WORK ITEM A >>
Answer these questions from the summary of the costs ruling:
(i) Which registry of the BC Supreme Court released the reasons for judgement?
(ii) What did the jury do with the two lawsuits?
(iii) What was ICBC's first formal settlement offer?
WORK ITEM B >> Reproduce the summary of the costs ruling from "Reasons for judgement" to "separate costs and disbursements.", swapping "double costs" for "special costs".
WORK ITEM C >> Write the next part of the summary of the costs ruling, starting after its last sentence.

QUOTED PASSAGE >>
****

Reasons for judgement were released today by the BC Supreme Court, Vancouver Registry, depriving a Defendant of double costs that they otherwise would have been awarded where their formal settlement offers failed to include separate costs and disbursements.
In today’s case (Lanz v. Silver Lady Limousine Services Ltd.) the Plaintiff was involved in two separate collisions and sued for damages. A jury dismissed both lawsuits.
Prior to trial ICBC provided a formal settlement offer of $50,000 and 50% of costs and disbursements. This was later withdrawn and replaced with a settlement offer of $70,000 inclusive of costs and disbursements and finally one of $80,000’new money’. The Plaintiff rejected all of these offers.

****

PROVIDED DATA >>

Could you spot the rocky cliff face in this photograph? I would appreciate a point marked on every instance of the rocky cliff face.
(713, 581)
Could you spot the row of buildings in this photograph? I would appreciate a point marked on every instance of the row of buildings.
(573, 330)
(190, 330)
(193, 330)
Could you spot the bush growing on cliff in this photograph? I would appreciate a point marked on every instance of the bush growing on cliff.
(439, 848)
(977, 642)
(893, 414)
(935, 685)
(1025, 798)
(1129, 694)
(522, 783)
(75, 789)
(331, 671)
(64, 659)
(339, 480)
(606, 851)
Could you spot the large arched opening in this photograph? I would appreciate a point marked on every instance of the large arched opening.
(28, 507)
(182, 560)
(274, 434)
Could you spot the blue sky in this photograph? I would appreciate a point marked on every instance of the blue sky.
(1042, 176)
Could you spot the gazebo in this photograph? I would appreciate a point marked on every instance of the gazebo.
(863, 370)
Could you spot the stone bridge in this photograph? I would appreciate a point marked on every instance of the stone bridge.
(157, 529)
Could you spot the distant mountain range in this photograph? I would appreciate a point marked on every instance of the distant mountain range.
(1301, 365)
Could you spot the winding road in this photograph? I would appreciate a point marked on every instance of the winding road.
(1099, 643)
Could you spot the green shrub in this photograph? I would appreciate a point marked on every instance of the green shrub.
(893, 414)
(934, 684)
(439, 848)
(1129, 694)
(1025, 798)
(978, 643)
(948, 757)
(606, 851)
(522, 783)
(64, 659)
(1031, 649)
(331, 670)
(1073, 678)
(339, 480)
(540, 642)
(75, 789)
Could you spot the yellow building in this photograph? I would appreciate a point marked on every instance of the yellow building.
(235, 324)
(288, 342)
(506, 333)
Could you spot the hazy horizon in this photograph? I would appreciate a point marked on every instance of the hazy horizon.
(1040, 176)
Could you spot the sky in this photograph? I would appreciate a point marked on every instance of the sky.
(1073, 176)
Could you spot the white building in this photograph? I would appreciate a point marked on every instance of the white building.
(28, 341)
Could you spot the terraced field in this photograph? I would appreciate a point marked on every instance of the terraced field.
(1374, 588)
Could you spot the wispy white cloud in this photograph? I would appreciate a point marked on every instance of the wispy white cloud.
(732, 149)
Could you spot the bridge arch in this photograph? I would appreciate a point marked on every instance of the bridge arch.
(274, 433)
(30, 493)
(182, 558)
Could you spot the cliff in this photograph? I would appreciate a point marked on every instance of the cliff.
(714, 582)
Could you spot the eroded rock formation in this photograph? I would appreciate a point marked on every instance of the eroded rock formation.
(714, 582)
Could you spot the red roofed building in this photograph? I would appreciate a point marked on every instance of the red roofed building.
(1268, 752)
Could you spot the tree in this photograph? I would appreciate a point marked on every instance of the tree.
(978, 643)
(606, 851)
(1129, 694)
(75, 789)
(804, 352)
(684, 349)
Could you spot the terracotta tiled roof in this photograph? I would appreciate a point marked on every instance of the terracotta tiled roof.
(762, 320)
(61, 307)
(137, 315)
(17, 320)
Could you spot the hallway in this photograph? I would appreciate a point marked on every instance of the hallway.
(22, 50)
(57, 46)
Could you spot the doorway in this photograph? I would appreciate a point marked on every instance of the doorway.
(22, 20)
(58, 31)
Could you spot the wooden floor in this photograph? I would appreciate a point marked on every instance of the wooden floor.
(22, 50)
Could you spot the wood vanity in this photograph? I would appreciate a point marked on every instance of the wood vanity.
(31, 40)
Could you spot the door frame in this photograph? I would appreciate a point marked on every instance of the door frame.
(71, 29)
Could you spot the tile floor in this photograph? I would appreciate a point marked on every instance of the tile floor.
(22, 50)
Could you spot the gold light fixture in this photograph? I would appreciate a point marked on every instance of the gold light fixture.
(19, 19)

****

WRITTEN REPLY A >>
(i) The Vancouver Registry.
(ii) The jury dismissed both of them.
(iii) $50,000 and 50% of costs and disbursements.

WRITTEN REPLY B >>
Reasons for judgement were released today by the BC Supreme Court, Vancouver Registry, depriving a Defendant of special costs that they otherwise would have been awarded where their formal settlement offers failed to include separate costs and disbursements.

WRITTEN REPLY C >>
The Plaintiff conceded the Defendants were entitled to costs for being on the winning end of the lawsuit but argued no double costs should be awarded as the offers ought not to have reasonably been accepted. In depriving the Defendant of double costs Madam Justice Sharma expressed concern about the Defendant’s reluctance to include full costs in their offers and noted as follows:
 The defendants first offered $50,000 plus only 50% of costs; their last offer was $80,000 “new money” inclusive of costs and disbursements. In my view, there is a legitimate cause for concern when a defendant’s offer does not include costs and disbursements in a personal injury case where liability and damages are at issue. It could be seen as a tactic discouraging the plaintiff from gathering evidence to substantiate her claim in the first place. Plaintiffs carry the evidentiary burden to prove their case and they are obliged to bring forward expert medical evidence. In this case, the defendant’s offer was made more than a year after the plaintiff’s original offer, when presumably significant costs may already have been incurred with no indication from the defendants that settlement was a possibility.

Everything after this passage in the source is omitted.